__What the task requires__
An exact transcription of all the records, free of pictures, is the expected answer.

__Information provided__
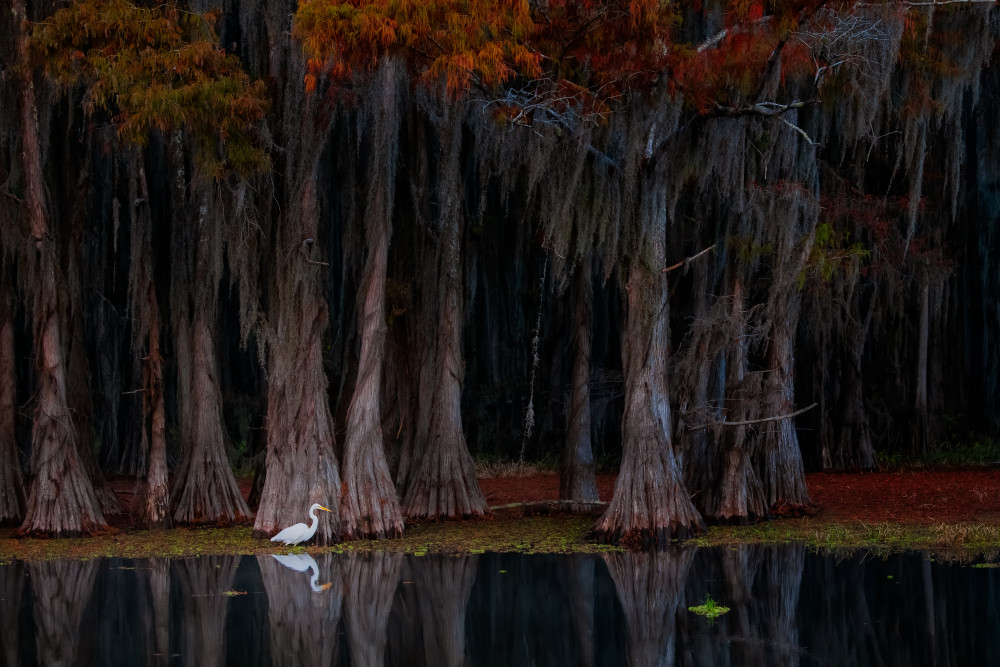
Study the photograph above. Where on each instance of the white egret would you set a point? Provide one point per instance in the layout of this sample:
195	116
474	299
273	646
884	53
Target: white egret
300	532
303	563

__Completed task__
Study the photograph above. Where on each instance of the white egret would you set a point? Provide one point per instance in the layout of this sample:
195	116
474	299
273	646
884	53
Target: white egret
300	532
303	563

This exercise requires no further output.